What this task involves:
Everything from the line containing "Mark the stone" to the last line of the data below should be copied word for word, and nothing else.

Record set:
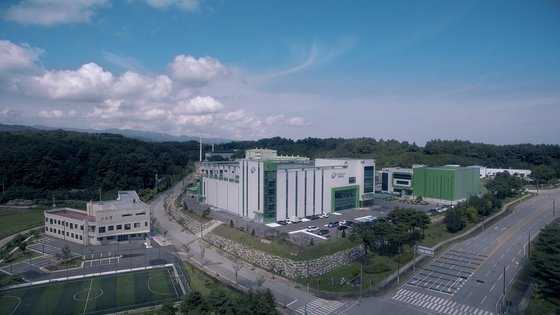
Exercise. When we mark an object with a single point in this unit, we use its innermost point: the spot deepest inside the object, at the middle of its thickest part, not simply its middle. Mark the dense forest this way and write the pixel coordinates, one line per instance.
(72, 165)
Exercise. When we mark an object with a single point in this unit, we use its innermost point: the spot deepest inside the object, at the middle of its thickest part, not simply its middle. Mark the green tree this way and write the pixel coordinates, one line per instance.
(23, 246)
(504, 185)
(453, 221)
(544, 263)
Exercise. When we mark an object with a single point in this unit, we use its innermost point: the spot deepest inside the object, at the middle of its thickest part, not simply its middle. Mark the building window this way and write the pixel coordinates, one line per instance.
(368, 179)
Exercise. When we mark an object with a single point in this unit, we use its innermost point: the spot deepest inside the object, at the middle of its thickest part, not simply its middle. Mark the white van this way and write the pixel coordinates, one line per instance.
(295, 219)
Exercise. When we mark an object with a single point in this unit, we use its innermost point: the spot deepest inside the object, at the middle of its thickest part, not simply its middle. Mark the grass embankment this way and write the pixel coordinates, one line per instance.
(201, 282)
(437, 232)
(377, 269)
(284, 248)
(15, 222)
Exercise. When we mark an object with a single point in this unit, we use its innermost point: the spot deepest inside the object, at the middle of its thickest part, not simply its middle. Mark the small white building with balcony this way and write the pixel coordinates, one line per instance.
(125, 219)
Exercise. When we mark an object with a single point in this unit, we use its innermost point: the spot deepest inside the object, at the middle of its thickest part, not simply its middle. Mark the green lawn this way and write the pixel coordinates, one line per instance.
(379, 268)
(97, 295)
(284, 248)
(201, 282)
(14, 223)
(437, 232)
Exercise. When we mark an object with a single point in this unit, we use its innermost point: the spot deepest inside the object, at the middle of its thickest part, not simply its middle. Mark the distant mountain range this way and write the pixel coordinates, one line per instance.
(136, 134)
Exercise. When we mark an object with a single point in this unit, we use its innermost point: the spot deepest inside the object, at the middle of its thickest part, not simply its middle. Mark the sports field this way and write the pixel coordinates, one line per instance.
(96, 295)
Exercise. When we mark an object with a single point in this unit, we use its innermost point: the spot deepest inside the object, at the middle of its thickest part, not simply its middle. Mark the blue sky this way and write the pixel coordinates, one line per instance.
(484, 71)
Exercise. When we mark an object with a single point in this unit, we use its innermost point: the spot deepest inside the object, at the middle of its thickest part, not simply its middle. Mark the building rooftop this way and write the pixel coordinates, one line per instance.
(72, 214)
(125, 199)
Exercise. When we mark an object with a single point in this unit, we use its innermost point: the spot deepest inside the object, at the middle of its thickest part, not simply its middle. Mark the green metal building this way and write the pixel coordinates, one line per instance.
(446, 183)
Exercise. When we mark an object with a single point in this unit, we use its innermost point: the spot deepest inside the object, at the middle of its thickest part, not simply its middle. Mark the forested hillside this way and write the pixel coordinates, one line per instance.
(43, 164)
(543, 160)
(63, 164)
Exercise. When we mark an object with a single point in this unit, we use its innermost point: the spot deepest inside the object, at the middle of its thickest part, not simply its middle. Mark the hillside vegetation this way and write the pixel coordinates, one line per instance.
(72, 165)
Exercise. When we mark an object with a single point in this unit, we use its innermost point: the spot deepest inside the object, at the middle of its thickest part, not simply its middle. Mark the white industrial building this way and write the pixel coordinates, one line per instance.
(396, 180)
(125, 219)
(486, 172)
(267, 187)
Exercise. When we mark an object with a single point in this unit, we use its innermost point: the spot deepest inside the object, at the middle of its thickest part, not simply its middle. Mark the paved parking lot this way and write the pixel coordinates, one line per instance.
(447, 273)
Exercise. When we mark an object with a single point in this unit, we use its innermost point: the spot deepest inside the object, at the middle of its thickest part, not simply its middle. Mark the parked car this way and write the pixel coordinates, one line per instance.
(333, 224)
(312, 228)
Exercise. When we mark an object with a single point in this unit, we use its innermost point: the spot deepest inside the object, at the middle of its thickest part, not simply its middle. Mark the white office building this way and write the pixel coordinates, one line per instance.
(267, 187)
(396, 180)
(125, 219)
(486, 172)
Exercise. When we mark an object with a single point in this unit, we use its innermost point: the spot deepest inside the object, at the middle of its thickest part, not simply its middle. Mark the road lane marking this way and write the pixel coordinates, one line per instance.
(292, 302)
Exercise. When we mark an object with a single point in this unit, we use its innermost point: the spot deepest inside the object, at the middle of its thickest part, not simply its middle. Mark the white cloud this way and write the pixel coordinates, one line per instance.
(89, 82)
(18, 57)
(200, 105)
(51, 113)
(51, 12)
(235, 115)
(154, 113)
(185, 5)
(110, 109)
(9, 115)
(282, 120)
(297, 122)
(134, 85)
(195, 71)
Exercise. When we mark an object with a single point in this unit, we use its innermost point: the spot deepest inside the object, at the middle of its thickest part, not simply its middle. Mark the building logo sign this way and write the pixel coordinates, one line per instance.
(335, 175)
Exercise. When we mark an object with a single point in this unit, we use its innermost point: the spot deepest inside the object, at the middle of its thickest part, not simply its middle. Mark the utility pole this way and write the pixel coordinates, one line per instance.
(504, 291)
(528, 244)
(399, 266)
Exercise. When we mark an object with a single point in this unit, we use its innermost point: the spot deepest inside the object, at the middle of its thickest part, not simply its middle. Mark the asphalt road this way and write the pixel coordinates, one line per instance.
(470, 277)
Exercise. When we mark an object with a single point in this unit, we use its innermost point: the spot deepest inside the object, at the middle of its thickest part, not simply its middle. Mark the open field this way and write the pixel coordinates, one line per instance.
(95, 295)
(15, 222)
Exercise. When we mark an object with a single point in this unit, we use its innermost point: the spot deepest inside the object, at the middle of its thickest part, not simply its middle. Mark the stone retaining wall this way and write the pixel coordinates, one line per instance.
(285, 266)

Solution:
Exercise. When we mark an object with a single point in this unit, we use its innermost point: the spot deepest inside the object, at the middle of its thickest part, not simply its middle. Mark the stone retaining wall this way and write the pixel coordinates, one line per instance.
(285, 266)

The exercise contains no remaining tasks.